=== DATA UNDER STUDY ===

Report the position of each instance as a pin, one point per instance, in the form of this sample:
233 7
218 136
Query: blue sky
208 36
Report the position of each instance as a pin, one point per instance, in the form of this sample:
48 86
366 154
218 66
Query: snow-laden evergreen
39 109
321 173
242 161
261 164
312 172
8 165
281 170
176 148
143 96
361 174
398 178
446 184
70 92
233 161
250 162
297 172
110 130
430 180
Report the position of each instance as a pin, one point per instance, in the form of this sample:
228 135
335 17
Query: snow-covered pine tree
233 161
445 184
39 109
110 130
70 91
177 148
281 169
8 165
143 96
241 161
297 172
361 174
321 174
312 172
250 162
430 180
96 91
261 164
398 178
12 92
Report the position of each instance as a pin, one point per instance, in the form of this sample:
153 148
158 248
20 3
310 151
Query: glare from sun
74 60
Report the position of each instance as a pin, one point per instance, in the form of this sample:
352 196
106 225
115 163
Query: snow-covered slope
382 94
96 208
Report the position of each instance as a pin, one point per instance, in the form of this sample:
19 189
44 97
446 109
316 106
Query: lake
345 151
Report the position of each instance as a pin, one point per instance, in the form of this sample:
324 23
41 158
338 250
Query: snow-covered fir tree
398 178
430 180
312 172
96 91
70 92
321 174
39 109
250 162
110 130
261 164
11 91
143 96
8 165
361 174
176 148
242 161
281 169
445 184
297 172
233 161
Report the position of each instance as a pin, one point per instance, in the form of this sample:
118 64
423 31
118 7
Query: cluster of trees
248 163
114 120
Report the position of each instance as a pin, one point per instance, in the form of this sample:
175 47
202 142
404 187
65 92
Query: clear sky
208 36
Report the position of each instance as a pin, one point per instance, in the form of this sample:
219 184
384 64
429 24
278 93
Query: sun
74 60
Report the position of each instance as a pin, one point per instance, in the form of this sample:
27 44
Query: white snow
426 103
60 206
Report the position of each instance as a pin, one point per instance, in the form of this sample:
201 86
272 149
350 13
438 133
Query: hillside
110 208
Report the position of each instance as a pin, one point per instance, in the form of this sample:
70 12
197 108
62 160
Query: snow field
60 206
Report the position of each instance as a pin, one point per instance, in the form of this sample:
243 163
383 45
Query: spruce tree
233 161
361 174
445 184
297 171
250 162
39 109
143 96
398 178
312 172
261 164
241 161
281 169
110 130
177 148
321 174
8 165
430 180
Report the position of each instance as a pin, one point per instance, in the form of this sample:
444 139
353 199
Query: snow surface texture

===

TASK TO COMPLETE:
Each record above needs to be transcribed word for word.

EXERCISE RESULT:
Report the position of each instance as a pin, one point per instance, in the form of this sample:
233 7
218 136
Query: blue sky
208 36
Report the position of each instance as a pin, one point per instance, in the form of this sample:
48 86
366 154
218 66
Query: snow-laden evergreen
39 109
321 173
242 161
261 164
312 172
8 165
281 170
176 148
143 96
361 174
398 178
446 184
70 92
233 161
250 162
297 172
110 130
430 180
Report the position of each instance as a pin, one point per instance, in the form of this sample:
228 135
335 17
Query: snow-covered pine tree
233 161
445 184
39 109
110 130
70 91
177 148
281 169
8 165
143 96
241 161
297 172
361 174
321 174
312 172
250 162
430 180
96 91
261 164
398 178
12 92
Report the position of each instance as a pin, one point per instance, in the form of this sample:
153 148
158 248
20 3
310 151
Query: glare from sun
74 60
Report the position of each instance as a pin, one point per instance, in the form of this sample:
352 196
106 225
115 163
Query: snow-covered slope
382 94
96 208
Report the position of each instance as a pin, one point per instance, in the form of this sample:
19 189
44 97
446 109
316 106
Query: lake
345 151
Report the position of each instance as a pin, one point per instance, in the form of this sample:
324 23
41 158
338 250
Query: snow-covered fir tree
398 178
430 180
312 172
96 91
70 92
321 174
39 109
250 162
110 130
261 164
11 91
143 96
8 165
361 174
176 148
242 161
281 169
445 184
297 172
233 161
Report the position of each instance as a pin, one point per instance, in the form of this sample:
118 64
423 31
118 7
Query: cluster of trees
248 163
114 120
Report the position of each instance as a pin, one point per instance, in the form of this sample:
175 47
202 142
404 187
65 92
Query: clear sky
208 36
Report the position of each instance as a pin, one point per instance, in the form of this sample:
219 184
384 64
429 24
278 93
Query: sun
74 60
Report the position of each instance as a pin, one point per instance, in the form of this sample:
27 44
Query: white snow
426 103
60 206
Report the position of each instance as a pin, one point per instance, in the form of this sample:
201 86
272 149
350 13
438 133
Query: hillside
110 208
Report the position of each instance as a pin, one point per instance, in the form of this sample:
70 12
197 108
62 160
Query: snow field
60 206
Report the position of each instance as a pin, one point per instance, in the form of this sample:
243 163
383 45
Query: spruce tree
233 161
361 174
445 184
297 171
250 162
39 109
143 96
398 178
312 172
261 164
241 161
281 169
110 130
177 148
321 174
8 165
430 180
Report the position of each instance as a pin, one point per instance, in the form of this sample:
444 139
353 199
Query: snow surface texture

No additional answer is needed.